Aim:
Return the lines below verbatim, omitting the picture.

Records:
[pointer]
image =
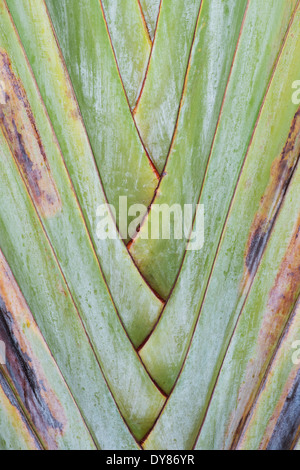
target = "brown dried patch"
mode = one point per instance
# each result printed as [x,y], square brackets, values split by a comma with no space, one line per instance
[18,125]
[23,369]
[16,416]
[281,172]
[282,299]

The result:
[pointer]
image =
target = "brown dried patch"
mode = one point per instance
# each result printed as [x,y], square brackets, values split by a comma with no space, one line per instance
[18,125]
[23,369]
[16,416]
[281,172]
[282,299]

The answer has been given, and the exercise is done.